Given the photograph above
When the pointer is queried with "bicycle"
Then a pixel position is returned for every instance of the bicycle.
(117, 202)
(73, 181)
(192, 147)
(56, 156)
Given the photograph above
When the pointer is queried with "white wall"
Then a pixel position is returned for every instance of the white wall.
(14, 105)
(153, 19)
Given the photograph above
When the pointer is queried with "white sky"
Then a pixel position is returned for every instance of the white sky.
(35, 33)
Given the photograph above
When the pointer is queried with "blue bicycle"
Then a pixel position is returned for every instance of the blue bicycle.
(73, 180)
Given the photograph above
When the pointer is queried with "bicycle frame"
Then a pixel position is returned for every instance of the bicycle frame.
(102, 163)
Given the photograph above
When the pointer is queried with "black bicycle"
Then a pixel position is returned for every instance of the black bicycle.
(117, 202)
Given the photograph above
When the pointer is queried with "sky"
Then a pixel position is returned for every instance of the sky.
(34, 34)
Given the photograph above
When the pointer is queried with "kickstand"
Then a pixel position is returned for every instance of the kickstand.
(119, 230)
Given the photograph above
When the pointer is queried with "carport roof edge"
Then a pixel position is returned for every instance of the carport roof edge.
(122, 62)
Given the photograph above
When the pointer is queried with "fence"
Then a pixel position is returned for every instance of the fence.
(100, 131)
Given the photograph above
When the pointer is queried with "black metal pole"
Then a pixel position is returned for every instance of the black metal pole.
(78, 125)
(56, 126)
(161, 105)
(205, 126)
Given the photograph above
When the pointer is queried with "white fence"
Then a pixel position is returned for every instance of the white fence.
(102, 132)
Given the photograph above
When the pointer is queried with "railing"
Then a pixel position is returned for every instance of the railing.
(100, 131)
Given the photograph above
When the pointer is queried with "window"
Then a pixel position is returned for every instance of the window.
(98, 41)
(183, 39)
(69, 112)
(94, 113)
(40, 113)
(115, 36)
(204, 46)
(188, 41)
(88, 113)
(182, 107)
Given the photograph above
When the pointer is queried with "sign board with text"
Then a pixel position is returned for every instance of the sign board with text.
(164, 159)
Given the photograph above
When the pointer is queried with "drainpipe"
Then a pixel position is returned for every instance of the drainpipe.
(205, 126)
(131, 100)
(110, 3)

===

### SHORT TASK
Write out every line exactly as it stands.

### ANSWER FOR THE TASK
Given the photograph above
When the pointer is queried with "bicycle"
Then a pixel position is returned for every instance of the bicycle.
(117, 202)
(73, 181)
(192, 147)
(56, 156)
Given the photograph above
When the pointer is queried with "white wall"
Then a pixel position is returned for every instance of the white wall.
(14, 105)
(153, 19)
Given the photograph above
When the pointer is queried with "white sky"
Then a pixel position is returned for every instance of the white sky.
(35, 33)
Given the photograph above
When the pointer is queried with "blue bicycle"
Then a pixel position is returned for every instance of the blue bicycle.
(73, 180)
Given the photograph above
When the pointer is queried with "bicycle frame"
Then a pixel position is returned for every instance of the bicycle frame.
(102, 163)
Given the photograph above
When the pointer is queried with "black bicycle"
Then a pixel position is returned for every instance of the black bicycle.
(117, 202)
Given the photograph above
When the pointer is queried with "sky"
Then a pixel position is returned for every instance of the sky.
(34, 34)
Given the photograph above
When the pointer is queried with "kickstand"
Then a pixel position is returned for every instance of the kickstand.
(119, 230)
Given the photograph above
When the pointer is queried with "carport roof edge"
Then a pixel position is returned for every instance of the carport roof edge.
(122, 62)
Given the photograph above
When the pointer is queried with "fence"
Then a pixel position is returned for every instance of the fence.
(100, 131)
Given the photograph above
When the pointer is queried with "black metal pole"
Then a pixel position is returned for every instance of the black metal pole.
(78, 125)
(56, 126)
(161, 105)
(205, 126)
Given the photograph above
When the pointer is queried with "white fence"
Then a pixel position is returned for every instance of the white fence.
(102, 132)
Given the photograph above
When the pointer is queried with "railing"
Then a pixel position is returned for every instance of the railing.
(100, 131)
Given the photograph above
When the pointer is queried with "window"
Then a pixel position is returned for every instance of the window.
(98, 41)
(183, 39)
(69, 112)
(94, 113)
(40, 113)
(115, 36)
(204, 46)
(188, 41)
(88, 113)
(182, 107)
Given the photograph above
When the pointer is queried with "sign board with text"
Then a pixel position is returned for every instance of the sign board with text.
(164, 159)
Given the photograph above
When the pointer is queried with "drainpipe"
Then a pixel position is returned for every instance of the drainpipe.
(205, 126)
(131, 100)
(110, 3)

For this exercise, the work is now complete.